# Serious Advice Needed B4 Getting Married



## clintong (Oct 16, 2011)

I have been with the same woman for 4 years now. We have had our ups and downs as all couples do.We are supposed to get married in about a year now. I have cheated on her once about 2 1/2 years ago. I have openly talked with her about it and I do truly feel bad about it. I learned who I love and who I want to spend the rest of my life with. That person is my fiance. There is nothing anyone could ever do to make me cheat again as I am thankful for what I have and want to keep it forever. Every since I did cheat she has changed. She no longer shows the emotion she showed prior to that and now treats me like a 2nd class citizen some times. At least once a week she throws my past in my face. I know I have done wrong. I will never do it again. I do not even have the desire to do any such thing again. I told her 2 1/2 years ago that what I did was wrong and she should leave me. She fought to keep me with her. I try every day to let her know how much I love her, how lucky I am to have her and how much it would hurt to ever lose her. I have a couple of questions. 1... Should I put off the wedding until She can learn to forgive the past, If she ever can? 2... How long should I live in the shadow of a mistake I made years ago. I do know she loves me. I love her too. What else can I do to help show her how sorry I am and help to let the past go? I know the past is there and I do not expect her to forget it but I would like her to forgive if there is a way. I want back what we had with the one woman I want to spend the rest of my life with. Is this able to happen and if so could someone give me some advice. I am 35 years old and never agreed or wanted to marry anyone. This one has me but I need to find a way to get us over this hump. Brutal replies are ok as long as they are honest. I know she should have left me then so that is not the help I need. I am looking for advice on what to do from where I am now. Thanks in advance.

### Extracted material
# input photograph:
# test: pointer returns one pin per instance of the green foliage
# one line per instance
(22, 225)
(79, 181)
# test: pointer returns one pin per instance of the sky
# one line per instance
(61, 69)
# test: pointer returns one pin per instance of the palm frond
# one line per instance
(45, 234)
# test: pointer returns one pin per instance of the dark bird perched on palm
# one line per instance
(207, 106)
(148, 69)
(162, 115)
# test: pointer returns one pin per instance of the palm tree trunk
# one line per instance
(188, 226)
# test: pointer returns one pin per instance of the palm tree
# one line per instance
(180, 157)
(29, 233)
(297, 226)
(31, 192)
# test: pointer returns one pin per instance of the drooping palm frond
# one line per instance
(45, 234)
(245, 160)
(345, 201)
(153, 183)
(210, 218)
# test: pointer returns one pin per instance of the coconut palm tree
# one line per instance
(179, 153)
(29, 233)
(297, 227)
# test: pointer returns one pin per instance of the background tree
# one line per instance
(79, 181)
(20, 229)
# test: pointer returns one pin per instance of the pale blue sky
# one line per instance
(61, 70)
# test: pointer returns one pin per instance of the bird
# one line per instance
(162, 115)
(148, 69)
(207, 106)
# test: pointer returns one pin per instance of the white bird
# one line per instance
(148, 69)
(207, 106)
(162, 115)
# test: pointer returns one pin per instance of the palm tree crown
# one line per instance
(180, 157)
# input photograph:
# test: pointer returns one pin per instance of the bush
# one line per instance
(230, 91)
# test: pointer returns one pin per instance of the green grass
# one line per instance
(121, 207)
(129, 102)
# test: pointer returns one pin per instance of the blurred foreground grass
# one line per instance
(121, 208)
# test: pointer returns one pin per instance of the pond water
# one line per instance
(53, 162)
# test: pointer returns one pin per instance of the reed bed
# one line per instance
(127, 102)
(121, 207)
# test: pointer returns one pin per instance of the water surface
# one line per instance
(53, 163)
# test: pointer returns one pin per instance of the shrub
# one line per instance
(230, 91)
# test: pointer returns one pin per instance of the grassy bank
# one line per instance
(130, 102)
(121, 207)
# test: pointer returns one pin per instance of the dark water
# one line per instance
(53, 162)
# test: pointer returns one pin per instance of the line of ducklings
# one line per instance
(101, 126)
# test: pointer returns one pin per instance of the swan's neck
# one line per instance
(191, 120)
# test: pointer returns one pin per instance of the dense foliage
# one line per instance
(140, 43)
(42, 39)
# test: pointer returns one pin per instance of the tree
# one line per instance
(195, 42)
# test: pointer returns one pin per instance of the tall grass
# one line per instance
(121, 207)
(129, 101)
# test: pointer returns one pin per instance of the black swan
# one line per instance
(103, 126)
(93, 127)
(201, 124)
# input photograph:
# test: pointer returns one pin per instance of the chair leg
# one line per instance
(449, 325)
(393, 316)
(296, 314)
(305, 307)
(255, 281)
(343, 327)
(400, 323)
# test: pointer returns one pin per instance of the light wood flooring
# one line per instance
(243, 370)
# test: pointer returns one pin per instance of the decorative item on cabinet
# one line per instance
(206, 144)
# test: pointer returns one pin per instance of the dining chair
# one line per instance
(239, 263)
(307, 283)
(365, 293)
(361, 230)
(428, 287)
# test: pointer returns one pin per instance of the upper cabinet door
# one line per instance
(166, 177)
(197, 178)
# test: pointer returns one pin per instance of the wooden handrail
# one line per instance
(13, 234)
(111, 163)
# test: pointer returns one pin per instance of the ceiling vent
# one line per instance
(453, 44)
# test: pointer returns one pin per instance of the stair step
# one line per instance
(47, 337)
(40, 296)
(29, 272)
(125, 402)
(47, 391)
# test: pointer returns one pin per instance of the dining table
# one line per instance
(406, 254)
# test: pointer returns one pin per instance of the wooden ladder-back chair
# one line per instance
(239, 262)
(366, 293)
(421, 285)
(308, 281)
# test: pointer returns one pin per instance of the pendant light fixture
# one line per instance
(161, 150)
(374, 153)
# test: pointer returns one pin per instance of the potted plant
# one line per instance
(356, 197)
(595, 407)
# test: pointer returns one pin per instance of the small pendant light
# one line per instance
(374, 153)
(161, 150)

### Required action 1
According to the marriage-advice post, how long ago did the poster cheat?
### Required action 2
Pick up the marriage-advice post after its last sentence and continue writing it.
The items come from a different source than the marriage-advice post.

### Response area 1
About 2 1/2 years ago.

### Response area 2
----------



## YinPrincess (Jul 31, 2011)

As a woman, I can say it's hard to forgive a 'mistake' like that. It's not like tripping and falling on your face, it was a decision you made and fully aware of possible consequences.

She and you need to enter into pre-marital counseling/therapy. It's best to get this resolved before you get married. It may get worse over time if you don't.

Expecting her to be the same person she was, when she trusted you, and before you betrayed her, might not ever happen.


----------



## that_girl (Jul 6, 2011)

Yea, I'd never forget. She's "poisoned" now. She won't admit it, but she's suspicious of everything you say too.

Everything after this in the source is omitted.